▸ SET TASKS:
#1 In the passage on estimating non-renewable resources, what effect would unrealistically robust estimates have on the depletion rate?
#2 Write the next part of the passage on estimating non-renewable resources, continuing from its final sentence.

▸ DOCUMENT PASSAGE:
Estimates of the “amount left to extract,” mentioned in the axiom, are disputable for all non-renewable resources. Unrealistically robust estimates would tend to skew the depletion rate in a downward direction, undermining any effort to attain sustainability via a resource depletion protocol. It may be realistic to assume that people
in the future will find ways to extract non-renewable resources more thoroughly, with amounts that would otherwise be left in the ground becoming economically recoverable as a result of higher commodity prices and improvements in extraction technology. Also, exploration techniques are likely to improve, leading to further discoveries of the resource. Thus realistic estimates of ultimately recoverable quantities should be greater than currently known amounts extractable with current technology at current prices. However, it is unrealistic to assume that people in the future will ever be able to economically extract all of a given resource, or that limits of declining marginal returns in the extraction process will no longer apply. Moreover, if discovery rates are currently declining, it is probably unrealistic to assume that they will increase substantially in the future. Thus for any non-renewable resource prudence dictates adhering to conservative estimates of the “amount left to extract.”

▸ DATASET CONTENT:
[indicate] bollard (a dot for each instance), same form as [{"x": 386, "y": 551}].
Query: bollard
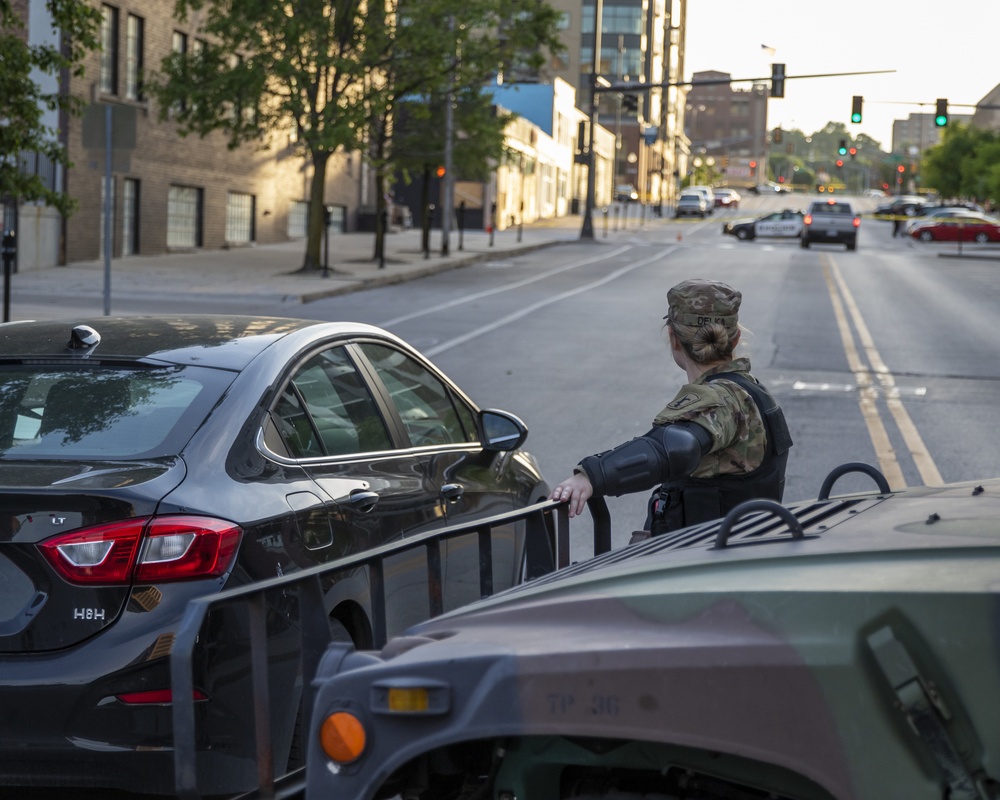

▸ TASK-BY-TASK ANSWERS:
#1 They would tend to skew the depletion rate in a downward direction.

#2
Axiom 4 encapsulates Bartlett's 7
th
and 8
th
Laws of Sustainability. It is also the basis for the Oil Depletion Protocol, first suggested by petroleum geologist Colin J. Campbell in 1996 and the subject of a recent book by the present author.
13
The aim of the Oil Depletion Protocol is to reduce global consumption of petroleum in order to avert the crises likely to ensue as a result of declining supply — including economic collapse and resource wars. Under the terms of the Oil Depletion Protocol, oil-importing countries would reduce their imports by the world oil depletion rate (calculated by Campbell at 2.5 percent per year); producers would reduce their domestic production by their national depletion rates.
5. Sustainability requires that substances introduced into the environment from human activities be minimized and rendered harmless to biosphere functions.
In cases where pollution from the extraction and consumption of non-renewable resources that have proceeded at expanding rates for some time threatens the viability of ecosystems, reduction in the rates of extraction and consumption of those resources may need to occur at a rate greater than the rate of depletion.
If Axioms 2 through 4 are followed, pollution should be minimized as a result. Nevertheless, these conditions are not sufficient in all cases to avert potentially collapse-inducing impacts.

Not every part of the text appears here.